AIM OF THE TASK:
Rewrite the records from the line containing "Pick out the dark wood cabinetry" through the end of the records, inclusive, keeping the requests. Shift every coordinate in the answers up by 11, and leave everything else unchanged.

THE DATA:
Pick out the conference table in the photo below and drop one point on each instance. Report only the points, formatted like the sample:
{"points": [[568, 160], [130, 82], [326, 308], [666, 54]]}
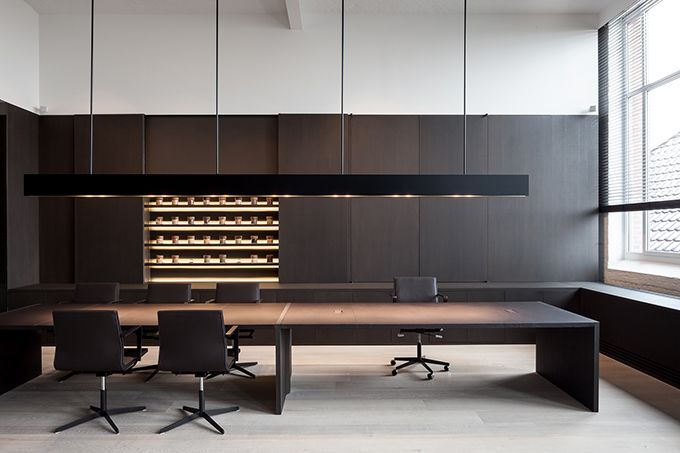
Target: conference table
{"points": [[567, 344]]}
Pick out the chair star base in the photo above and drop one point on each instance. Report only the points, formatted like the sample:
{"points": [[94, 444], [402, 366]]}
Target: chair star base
{"points": [[419, 359], [200, 412], [101, 412]]}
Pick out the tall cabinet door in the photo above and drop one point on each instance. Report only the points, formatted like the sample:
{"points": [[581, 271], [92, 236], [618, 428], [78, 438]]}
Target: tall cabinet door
{"points": [[453, 231], [313, 232], [384, 231], [109, 232]]}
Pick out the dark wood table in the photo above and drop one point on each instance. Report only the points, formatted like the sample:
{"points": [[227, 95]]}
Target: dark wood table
{"points": [[567, 345]]}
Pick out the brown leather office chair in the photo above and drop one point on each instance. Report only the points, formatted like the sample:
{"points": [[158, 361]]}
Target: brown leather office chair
{"points": [[92, 342], [228, 293], [94, 293], [418, 289], [201, 353], [163, 293]]}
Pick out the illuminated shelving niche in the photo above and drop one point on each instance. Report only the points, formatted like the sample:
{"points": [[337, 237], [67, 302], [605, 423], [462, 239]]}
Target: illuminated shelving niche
{"points": [[218, 238]]}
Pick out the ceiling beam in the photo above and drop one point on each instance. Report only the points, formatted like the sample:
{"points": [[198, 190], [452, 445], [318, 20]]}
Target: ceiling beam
{"points": [[294, 9]]}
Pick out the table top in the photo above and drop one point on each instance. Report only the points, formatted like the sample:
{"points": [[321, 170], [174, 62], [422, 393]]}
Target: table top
{"points": [[404, 315]]}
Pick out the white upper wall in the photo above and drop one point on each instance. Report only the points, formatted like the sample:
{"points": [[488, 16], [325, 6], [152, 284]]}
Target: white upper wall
{"points": [[19, 54], [395, 63], [613, 9]]}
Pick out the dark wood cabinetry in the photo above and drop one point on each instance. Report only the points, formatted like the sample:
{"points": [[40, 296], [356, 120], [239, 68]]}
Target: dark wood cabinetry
{"points": [[109, 235], [551, 235]]}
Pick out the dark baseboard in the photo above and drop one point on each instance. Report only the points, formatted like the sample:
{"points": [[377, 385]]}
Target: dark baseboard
{"points": [[660, 372]]}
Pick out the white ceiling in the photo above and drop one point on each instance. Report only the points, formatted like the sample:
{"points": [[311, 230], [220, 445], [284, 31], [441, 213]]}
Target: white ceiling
{"points": [[311, 6]]}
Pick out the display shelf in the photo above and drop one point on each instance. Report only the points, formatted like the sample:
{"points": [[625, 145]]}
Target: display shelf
{"points": [[212, 247], [203, 208], [189, 263], [212, 226], [214, 279], [200, 205]]}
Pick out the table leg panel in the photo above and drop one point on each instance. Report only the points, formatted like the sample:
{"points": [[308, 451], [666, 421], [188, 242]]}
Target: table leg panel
{"points": [[569, 358]]}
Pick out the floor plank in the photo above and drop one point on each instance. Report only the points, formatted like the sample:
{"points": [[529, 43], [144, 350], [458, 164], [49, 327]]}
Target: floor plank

TASK RESPONSE:
Pick out the dark wood cabinetry in the photo above and drop one point on each instance. Report only the points, formatted like the sample:
{"points": [[40, 296], [356, 120], [239, 68]]}
Target: dark wood cabinetry
{"points": [[120, 246], [562, 246]]}
Pick out the dark baseboard in the photo above and drop one point on each instance. Report only the points, formatted like the sample:
{"points": [[377, 385]]}
Target: dark baseboard
{"points": [[671, 383]]}
Pick out the white ceiling in the photo above and drop one point on each instance. Report only the points, formatted like the sample:
{"points": [[311, 230], [220, 445], [284, 31], [441, 213]]}
Target: white ceiling
{"points": [[322, 17]]}
Pick out the display shelf in the photo above and drop one point on each instance. Report only the points, formatted like the sample:
{"points": [[625, 145]]}
Target: display shelf
{"points": [[223, 258], [214, 219], [200, 274], [223, 237], [225, 290], [211, 216]]}
Pick out the table leg panel in the photo above and drop one point on each instance. Report only the points, formatted like the sample:
{"points": [[308, 451], [666, 421], [188, 242]]}
Target: table leg panel
{"points": [[580, 369]]}
Pick out the floor plank in the photo above and drop one point on each instance. Report only the points, formatted like the sample:
{"points": [[529, 43], [144, 350], [458, 164], [49, 327]]}
Target: floor plank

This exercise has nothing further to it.